- [TEXT EXTRACT]
----------
Tour de France 2024: Analysing the contenders

After Paris-Nice and Tirreno-Adriatico, we take a look at the key potential protagonists and their prospects in the hunt for yellow

ClockUpdated 17:12, Monday 11th March 2024. Published 10:52, Thursday 26th October 2023
from left to right: Jonas Vingegaard, Remco Evenepoel, Tadej Pogačar, and Primož Roglič

© Getty Images

from left to right: Jonas Vingegaard, Remco Evenepoel, Tadej Pogačar, and Primož Roglič

The racing season is well underway and all of the major contenders for the 2024 Tour de France have begun their campaigns and their journeys to July.

After early-season skirmishes across various continents, things stepped up a notch in early March with two of the most prestigious week-long races: Paris-Nice and Tirreno-Adriatico.

Between those races and Strade Bianche, where two-time Tour winner Tadej Pogačar soloed to a sensational victory, we’ve had a good chance to see how the yellow jersey hopefuls are shaping up.
----------
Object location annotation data
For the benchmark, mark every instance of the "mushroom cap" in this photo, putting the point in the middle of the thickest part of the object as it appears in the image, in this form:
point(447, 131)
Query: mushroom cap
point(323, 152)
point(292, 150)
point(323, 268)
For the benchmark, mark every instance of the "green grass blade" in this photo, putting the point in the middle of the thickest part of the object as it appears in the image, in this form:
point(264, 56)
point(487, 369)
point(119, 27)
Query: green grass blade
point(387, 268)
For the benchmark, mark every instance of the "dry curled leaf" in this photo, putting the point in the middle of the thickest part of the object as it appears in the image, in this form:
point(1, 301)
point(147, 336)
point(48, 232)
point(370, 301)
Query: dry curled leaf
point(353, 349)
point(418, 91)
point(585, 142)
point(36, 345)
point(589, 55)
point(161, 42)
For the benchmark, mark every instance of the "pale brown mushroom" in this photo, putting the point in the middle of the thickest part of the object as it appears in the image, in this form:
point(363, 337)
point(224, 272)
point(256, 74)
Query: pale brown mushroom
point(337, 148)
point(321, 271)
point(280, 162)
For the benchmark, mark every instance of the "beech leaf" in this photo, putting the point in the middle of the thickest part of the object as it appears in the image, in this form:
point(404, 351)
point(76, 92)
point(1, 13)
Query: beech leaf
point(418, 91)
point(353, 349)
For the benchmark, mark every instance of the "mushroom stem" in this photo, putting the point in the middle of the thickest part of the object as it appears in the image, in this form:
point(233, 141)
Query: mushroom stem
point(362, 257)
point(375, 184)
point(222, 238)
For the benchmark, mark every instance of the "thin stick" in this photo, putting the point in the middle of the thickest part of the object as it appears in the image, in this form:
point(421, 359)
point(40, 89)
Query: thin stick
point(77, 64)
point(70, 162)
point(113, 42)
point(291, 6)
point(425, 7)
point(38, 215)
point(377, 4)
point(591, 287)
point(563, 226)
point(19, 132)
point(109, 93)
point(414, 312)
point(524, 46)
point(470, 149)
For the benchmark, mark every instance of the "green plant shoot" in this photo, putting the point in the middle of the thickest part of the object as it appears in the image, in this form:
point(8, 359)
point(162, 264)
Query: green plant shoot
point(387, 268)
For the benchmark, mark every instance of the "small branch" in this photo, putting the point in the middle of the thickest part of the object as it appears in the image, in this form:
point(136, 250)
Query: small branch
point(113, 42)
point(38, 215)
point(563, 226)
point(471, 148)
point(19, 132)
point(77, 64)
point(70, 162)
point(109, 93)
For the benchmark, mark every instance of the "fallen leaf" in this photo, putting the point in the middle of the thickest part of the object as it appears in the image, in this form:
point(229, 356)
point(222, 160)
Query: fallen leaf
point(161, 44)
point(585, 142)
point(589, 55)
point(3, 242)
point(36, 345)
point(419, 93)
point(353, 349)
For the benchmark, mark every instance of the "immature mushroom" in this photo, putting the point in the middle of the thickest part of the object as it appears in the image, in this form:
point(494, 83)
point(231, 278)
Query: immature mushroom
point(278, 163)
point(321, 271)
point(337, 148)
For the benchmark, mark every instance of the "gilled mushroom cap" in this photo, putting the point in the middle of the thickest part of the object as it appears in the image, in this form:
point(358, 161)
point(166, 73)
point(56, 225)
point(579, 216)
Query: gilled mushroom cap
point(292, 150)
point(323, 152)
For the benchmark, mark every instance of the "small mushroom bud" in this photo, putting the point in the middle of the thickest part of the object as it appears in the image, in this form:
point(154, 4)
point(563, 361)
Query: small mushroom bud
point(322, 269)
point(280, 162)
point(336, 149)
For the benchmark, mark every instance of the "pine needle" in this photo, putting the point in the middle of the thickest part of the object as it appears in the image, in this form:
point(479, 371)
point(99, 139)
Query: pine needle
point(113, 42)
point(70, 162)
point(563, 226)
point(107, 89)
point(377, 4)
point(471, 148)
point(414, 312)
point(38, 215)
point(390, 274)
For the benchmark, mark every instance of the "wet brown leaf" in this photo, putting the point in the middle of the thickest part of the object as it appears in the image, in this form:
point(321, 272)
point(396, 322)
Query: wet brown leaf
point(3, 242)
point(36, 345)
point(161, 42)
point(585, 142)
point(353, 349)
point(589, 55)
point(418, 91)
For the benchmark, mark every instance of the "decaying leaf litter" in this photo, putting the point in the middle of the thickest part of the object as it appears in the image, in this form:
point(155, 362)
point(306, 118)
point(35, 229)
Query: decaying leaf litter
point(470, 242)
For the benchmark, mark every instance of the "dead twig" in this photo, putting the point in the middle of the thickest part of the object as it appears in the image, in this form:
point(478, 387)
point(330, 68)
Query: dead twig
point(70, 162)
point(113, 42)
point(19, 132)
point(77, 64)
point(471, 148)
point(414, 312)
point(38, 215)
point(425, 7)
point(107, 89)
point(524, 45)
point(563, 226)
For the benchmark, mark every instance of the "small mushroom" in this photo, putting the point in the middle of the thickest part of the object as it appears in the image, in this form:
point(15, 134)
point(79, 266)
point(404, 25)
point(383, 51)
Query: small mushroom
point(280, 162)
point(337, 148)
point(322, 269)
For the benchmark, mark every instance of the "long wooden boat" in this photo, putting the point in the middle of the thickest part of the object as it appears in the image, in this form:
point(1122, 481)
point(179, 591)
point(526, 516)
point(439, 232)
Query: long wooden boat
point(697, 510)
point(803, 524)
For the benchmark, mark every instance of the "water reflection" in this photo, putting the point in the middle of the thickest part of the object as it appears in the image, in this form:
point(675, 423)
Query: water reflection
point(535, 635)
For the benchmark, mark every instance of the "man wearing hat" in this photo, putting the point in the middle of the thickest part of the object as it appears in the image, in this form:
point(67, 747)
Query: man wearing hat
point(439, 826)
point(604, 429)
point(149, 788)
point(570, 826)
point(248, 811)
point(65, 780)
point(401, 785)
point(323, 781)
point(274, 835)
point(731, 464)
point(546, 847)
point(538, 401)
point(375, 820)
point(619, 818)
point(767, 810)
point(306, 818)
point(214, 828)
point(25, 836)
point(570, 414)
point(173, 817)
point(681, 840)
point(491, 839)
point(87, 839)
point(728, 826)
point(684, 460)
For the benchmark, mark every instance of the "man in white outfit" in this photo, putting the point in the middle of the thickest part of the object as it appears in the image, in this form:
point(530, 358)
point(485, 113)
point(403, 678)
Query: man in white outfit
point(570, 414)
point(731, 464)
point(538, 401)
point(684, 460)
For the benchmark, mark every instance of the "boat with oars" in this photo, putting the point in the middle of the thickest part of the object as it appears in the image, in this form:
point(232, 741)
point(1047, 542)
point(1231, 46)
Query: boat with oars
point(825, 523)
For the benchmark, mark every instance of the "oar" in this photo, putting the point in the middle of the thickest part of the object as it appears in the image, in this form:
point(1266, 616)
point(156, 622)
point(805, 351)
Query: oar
----------
- [WRITTEN TASKS]
**1)** Reproduce the stretch of the Tour de France article from "ClockUpdated 17:12, Monday" through "journeys to July.".
**2)** Carry the Tour de France article forward, beginning immediately after its final sentence.
The entries were taken from a separate source.

- [RESULTS FOR EACH TASK]
**1)**
ClockUpdated 17:12, Monday 11th March 2024. Published 10:52, Thursday 26th October 2023
from left to right: Jonas Vingegaard, Remco Evenepoel, Tadej Pogačar, and Primož Roglič

© Getty Images

from left to right: Jonas Vingegaard, Remco Evenepoel, Tadej Pogačar, and Primož Roglič

The racing season is well underway and all of the major contenders for the 2024 Tour de France have begun their campaigns and their journeys to July.

**2)**
When the route for the 2024 Tour de France was revealed back in October, we issued our initial analysis of the main protagonists. Now, we revisit them, assembling them into an early-season ranking based on form and prospects for July.

1. Jonas Vingegaard

  • Team: Visma-Lease a Bike
  • Tour pedigree: Winner in 2022, 2023 and runner-up in 2021. Three stage wins.
  • Recent results: Overall winner with two stage wins at Tirreno-Adriatico, overall winner with three stage wins at O Gran Camiño
  • Previous ranking: 1

Vingegaard was top of our rankings back in October of last year when the Tour de France route was first announced and there’s been little evidence since then that the Danish rider will be stopped from winning this third straight title in July.

His number one rival in Tadej Pogačar will be battle-weary from the Giro come the summer, and Vingegaard himself has started the season in astonishing form. When the race organisers themselves, in this case Tirreno-Adriatico - are calling you out as ‘from a different planet’ there can be no doubt as to who the favourite for the Tour is.

Vingegaard has bludgeoned the opposition this season in his opening races and he’s firmly established himself as the Chris Froome of his generation. Seven victories in just 11 race days, including two wins from two in O Gran Camino and Tirreno, make Vingegaard the rider to beat.

Can anyone stop him? Possibly. Will they? No.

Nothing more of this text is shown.